## À produire
Mettez tout le matériau ci-dessous sous forme de tableau Markdown, une ligne par rangée, sans les lignes vides. Nommez les colonnes « N° » pour le numéro de rangée et « Ligne » pour le texte.

## Données de travail
▼
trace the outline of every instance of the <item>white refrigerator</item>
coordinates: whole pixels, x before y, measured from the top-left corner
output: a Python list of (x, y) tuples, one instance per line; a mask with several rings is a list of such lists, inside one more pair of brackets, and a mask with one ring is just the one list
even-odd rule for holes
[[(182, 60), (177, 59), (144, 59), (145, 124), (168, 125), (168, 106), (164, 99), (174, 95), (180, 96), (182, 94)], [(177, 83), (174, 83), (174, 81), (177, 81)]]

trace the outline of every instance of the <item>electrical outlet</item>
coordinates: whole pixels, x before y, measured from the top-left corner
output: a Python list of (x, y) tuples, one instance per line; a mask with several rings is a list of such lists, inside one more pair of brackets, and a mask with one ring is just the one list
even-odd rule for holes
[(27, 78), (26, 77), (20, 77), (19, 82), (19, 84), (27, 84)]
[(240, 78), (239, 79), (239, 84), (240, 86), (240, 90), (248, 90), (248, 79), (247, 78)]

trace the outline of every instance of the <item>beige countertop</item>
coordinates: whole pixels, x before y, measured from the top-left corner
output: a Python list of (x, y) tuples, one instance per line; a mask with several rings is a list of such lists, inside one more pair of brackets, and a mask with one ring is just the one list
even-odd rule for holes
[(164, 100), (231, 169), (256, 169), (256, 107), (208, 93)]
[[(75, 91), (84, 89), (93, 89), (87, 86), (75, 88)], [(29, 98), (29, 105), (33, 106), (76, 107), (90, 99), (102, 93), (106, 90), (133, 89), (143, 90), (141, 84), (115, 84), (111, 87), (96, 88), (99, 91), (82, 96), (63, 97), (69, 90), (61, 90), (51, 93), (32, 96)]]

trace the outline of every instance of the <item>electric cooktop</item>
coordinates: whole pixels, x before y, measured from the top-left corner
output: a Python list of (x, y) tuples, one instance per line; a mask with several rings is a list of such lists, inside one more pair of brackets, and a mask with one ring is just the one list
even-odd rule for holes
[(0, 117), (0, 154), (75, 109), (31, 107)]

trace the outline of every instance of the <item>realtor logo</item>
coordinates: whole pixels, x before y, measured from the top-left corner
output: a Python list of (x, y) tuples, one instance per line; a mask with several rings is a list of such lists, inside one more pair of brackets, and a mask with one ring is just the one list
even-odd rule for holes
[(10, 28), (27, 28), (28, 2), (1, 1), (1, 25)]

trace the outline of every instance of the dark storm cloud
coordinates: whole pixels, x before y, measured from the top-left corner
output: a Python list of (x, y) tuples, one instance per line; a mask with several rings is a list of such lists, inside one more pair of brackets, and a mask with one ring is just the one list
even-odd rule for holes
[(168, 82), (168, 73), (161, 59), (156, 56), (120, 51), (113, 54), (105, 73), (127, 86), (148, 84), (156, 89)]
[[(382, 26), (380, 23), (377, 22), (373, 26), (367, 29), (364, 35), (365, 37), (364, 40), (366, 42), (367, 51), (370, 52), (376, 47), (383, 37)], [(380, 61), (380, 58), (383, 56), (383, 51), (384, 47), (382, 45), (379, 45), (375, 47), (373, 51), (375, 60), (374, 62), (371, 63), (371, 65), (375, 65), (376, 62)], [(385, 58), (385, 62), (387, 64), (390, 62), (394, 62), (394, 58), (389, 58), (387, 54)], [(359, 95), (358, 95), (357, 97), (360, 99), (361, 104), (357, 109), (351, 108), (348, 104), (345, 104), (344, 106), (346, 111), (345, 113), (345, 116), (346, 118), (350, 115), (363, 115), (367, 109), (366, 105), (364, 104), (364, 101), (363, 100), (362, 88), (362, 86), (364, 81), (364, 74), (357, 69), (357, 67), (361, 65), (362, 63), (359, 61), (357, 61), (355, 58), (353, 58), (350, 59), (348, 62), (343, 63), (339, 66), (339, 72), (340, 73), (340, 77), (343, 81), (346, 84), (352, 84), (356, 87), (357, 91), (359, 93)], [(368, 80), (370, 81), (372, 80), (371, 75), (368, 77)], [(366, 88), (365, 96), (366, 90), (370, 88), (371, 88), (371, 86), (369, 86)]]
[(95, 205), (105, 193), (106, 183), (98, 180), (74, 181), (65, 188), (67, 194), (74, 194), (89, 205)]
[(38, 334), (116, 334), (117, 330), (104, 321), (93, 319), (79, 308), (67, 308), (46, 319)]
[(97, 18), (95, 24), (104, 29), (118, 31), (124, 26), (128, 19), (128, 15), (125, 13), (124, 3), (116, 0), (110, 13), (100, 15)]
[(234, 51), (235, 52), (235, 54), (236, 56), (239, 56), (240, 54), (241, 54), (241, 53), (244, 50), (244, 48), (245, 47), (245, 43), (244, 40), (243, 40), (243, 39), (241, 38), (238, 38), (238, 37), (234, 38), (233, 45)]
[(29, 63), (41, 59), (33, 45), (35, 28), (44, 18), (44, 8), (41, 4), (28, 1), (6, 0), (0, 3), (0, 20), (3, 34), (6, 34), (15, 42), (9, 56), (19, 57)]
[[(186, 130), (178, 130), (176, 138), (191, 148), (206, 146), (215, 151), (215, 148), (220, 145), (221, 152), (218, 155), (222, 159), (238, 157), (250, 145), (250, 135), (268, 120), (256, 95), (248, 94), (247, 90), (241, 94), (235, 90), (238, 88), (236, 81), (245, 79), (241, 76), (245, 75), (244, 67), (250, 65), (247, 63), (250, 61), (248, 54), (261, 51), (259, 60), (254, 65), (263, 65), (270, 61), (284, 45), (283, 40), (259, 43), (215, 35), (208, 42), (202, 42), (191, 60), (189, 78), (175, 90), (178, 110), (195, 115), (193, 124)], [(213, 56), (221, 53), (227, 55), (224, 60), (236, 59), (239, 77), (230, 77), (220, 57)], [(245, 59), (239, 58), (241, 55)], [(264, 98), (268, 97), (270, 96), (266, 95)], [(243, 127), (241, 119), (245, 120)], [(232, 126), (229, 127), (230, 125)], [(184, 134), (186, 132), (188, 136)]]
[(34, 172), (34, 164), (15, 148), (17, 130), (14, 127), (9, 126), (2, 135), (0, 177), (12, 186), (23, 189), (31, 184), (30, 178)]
▲
## Réponse
| N° | Ligne |
|---|---|
| 1 | trace the outline of every instance of the <item>white refrigerator</item> |
| 2 | coordinates: whole pixels, x before y, measured from the top-left corner |
| 3 | output: a Python list of (x, y) tuples, one instance per line; a mask with several rings is a list of such lists, inside one more pair of brackets, and a mask with one ring is just the one list |
| 4 | even-odd rule for holes |
| 5 | [[(182, 60), (177, 59), (144, 59), (145, 124), (168, 125), (168, 106), (164, 99), (174, 95), (180, 96), (182, 94)], [(177, 83), (174, 83), (174, 81), (177, 81)]] |
| 6 | trace the outline of every instance of the <item>electrical outlet</item> |
| 7 | coordinates: whole pixels, x before y, measured from the top-left corner |
| 8 | output: a Python list of (x, y) tuples, one instance per line; a mask with several rings is a list of such lists, inside one more pair of brackets, and a mask with one ring is just the one list |
| 9 | even-odd rule for holes |
| 10 | [(27, 78), (26, 77), (20, 77), (19, 82), (19, 84), (27, 84)] |
| 11 | [(240, 78), (239, 79), (239, 84), (240, 86), (240, 90), (248, 90), (248, 79), (247, 78)] |
| 12 | trace the outline of every instance of the <item>beige countertop</item> |
| 13 | coordinates: whole pixels, x before y, measured from the top-left corner |
| 14 | output: a Python list of (x, y) tuples, one instance per line; a mask with several rings is a list of such lists, inside one more pair of brackets, and a mask with one ring is just the one list |
| 15 | even-odd rule for holes |
| 16 | [(164, 100), (231, 169), (256, 169), (256, 107), (208, 93)] |
| 17 | [[(75, 91), (84, 89), (93, 89), (87, 86), (75, 88)], [(29, 98), (29, 105), (33, 106), (76, 107), (90, 99), (102, 93), (106, 90), (133, 89), (143, 90), (141, 84), (115, 84), (111, 87), (96, 88), (99, 91), (82, 96), (63, 97), (69, 90), (61, 90), (51, 93), (32, 96)]] |
| 18 | trace the outline of every instance of the <item>electric cooktop</item> |
| 19 | coordinates: whole pixels, x before y, measured from the top-left corner |
| 20 | output: a Python list of (x, y) tuples, one instance per line; a mask with several rings is a list of such lists, inside one more pair of brackets, and a mask with one ring is just the one list |
| 21 | even-odd rule for holes |
| 22 | [(0, 117), (0, 154), (75, 109), (31, 107)] |
| 23 | trace the outline of every instance of the <item>realtor logo</item> |
| 24 | coordinates: whole pixels, x before y, measured from the top-left corner |
| 25 | output: a Python list of (x, y) tuples, one instance per line; a mask with several rings is a list of such lists, inside one more pair of brackets, and a mask with one ring is just the one list |
| 26 | even-odd rule for holes |
| 27 | [(10, 28), (27, 28), (28, 2), (1, 1), (1, 25)] |
| 28 | trace the outline of every instance of the dark storm cloud |
| 29 | coordinates: whole pixels, x before y, measured from the top-left corner |
| 30 | output: a Python list of (x, y) tuples, one instance per line; a mask with several rings is a list of such lists, inside one more pair of brackets, and a mask with one ring is just the one list |
| 31 | even-odd rule for holes |
| 32 | [(168, 82), (168, 73), (161, 59), (156, 56), (120, 51), (113, 54), (105, 73), (127, 86), (148, 84), (156, 89)] |
| 33 | [[(382, 26), (380, 23), (377, 22), (373, 26), (367, 29), (364, 35), (365, 37), (364, 40), (366, 42), (367, 51), (370, 52), (376, 47), (383, 37)], [(380, 61), (380, 58), (383, 56), (383, 51), (384, 47), (382, 45), (379, 45), (375, 47), (373, 51), (375, 60), (374, 62), (371, 63), (371, 65), (375, 65), (376, 62)], [(385, 58), (385, 62), (387, 64), (390, 62), (394, 62), (394, 58), (389, 58), (387, 54)], [(359, 95), (358, 95), (357, 97), (360, 99), (361, 104), (357, 109), (351, 108), (348, 104), (345, 104), (344, 106), (346, 111), (345, 113), (345, 116), (346, 118), (350, 115), (363, 115), (367, 109), (366, 105), (364, 104), (364, 101), (363, 100), (362, 88), (362, 86), (364, 81), (364, 74), (357, 69), (357, 67), (361, 65), (362, 63), (359, 61), (357, 61), (355, 58), (353, 58), (350, 59), (348, 62), (343, 63), (339, 66), (339, 72), (340, 73), (340, 77), (343, 81), (346, 84), (352, 84), (356, 87), (357, 91), (359, 93)], [(368, 80), (370, 81), (372, 80), (371, 75), (368, 77)], [(366, 88), (365, 96), (366, 90), (370, 88), (371, 88), (371, 86), (369, 86)]] |
| 34 | [(95, 205), (105, 193), (106, 183), (98, 180), (74, 181), (65, 188), (67, 194), (74, 194), (89, 205)] |
| 35 | [(38, 334), (116, 334), (117, 330), (104, 321), (93, 319), (79, 308), (67, 308), (46, 319)] |
| 36 | [(97, 18), (95, 24), (104, 29), (118, 31), (124, 26), (128, 19), (128, 15), (125, 13), (124, 3), (116, 0), (110, 13), (100, 15)] |
| 37 | [(234, 51), (235, 52), (235, 54), (236, 56), (239, 56), (240, 54), (241, 54), (241, 53), (244, 50), (244, 48), (245, 47), (245, 43), (244, 40), (243, 40), (243, 39), (241, 38), (238, 38), (238, 37), (234, 38), (233, 45)] |
| 38 | [(29, 63), (41, 59), (33, 45), (35, 28), (44, 18), (44, 8), (41, 4), (28, 1), (6, 0), (0, 3), (0, 20), (3, 34), (6, 34), (15, 42), (9, 56), (19, 57)] |
| 39 | [[(186, 130), (178, 130), (176, 138), (191, 148), (206, 146), (215, 151), (215, 148), (220, 145), (221, 152), (218, 155), (222, 159), (238, 157), (250, 145), (250, 135), (268, 120), (256, 95), (248, 94), (247, 90), (241, 94), (235, 90), (238, 88), (236, 81), (245, 79), (241, 76), (245, 75), (244, 67), (250, 65), (247, 63), (250, 61), (248, 54), (261, 51), (259, 60), (254, 65), (263, 65), (270, 61), (284, 45), (283, 40), (259, 43), (215, 35), (208, 42), (202, 42), (191, 60), (189, 78), (175, 90), (178, 110), (195, 115), (193, 124)], [(213, 56), (221, 53), (227, 55), (224, 60), (236, 59), (239, 77), (230, 77), (220, 57)], [(245, 59), (239, 58), (241, 55)], [(264, 98), (268, 97), (270, 96), (266, 95)], [(243, 127), (241, 119), (245, 120)], [(232, 126), (229, 127), (230, 125)], [(184, 134), (186, 132), (188, 136)]] |
| 40 | [(34, 172), (34, 164), (15, 148), (17, 130), (14, 127), (9, 126), (2, 135), (0, 177), (12, 186), (23, 189), (31, 184), (30, 178)] |